- Recorded data
· · · · · · ·

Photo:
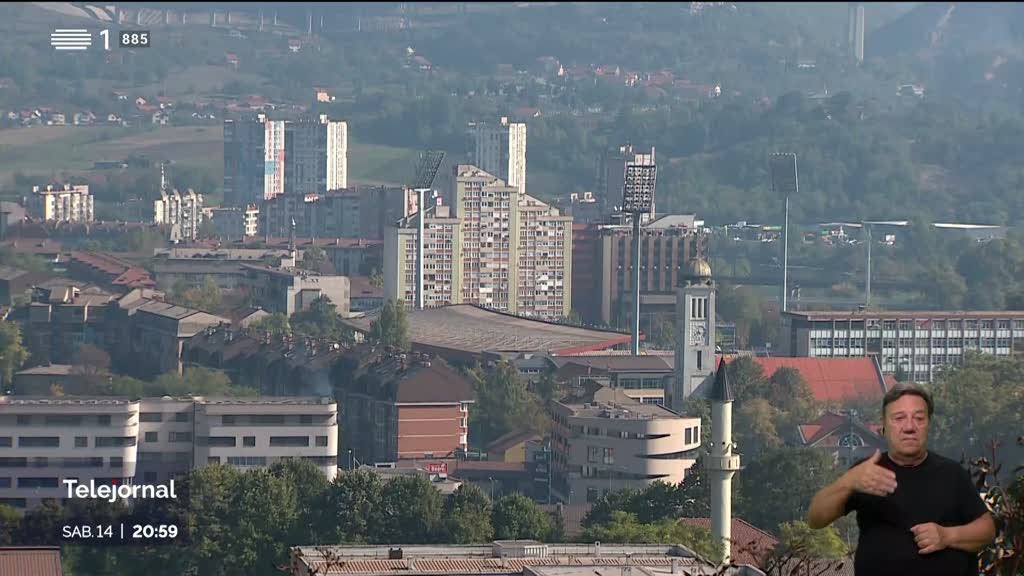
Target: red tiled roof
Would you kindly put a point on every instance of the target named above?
(34, 561)
(747, 538)
(830, 379)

· · · · · · ·

Reproduce every line of the data above without any change, omitting the pictures.

- Written response
Photo:
Target: red tiled roof
Would you kindly put a point on every instance of the target named above?
(34, 561)
(747, 538)
(830, 379)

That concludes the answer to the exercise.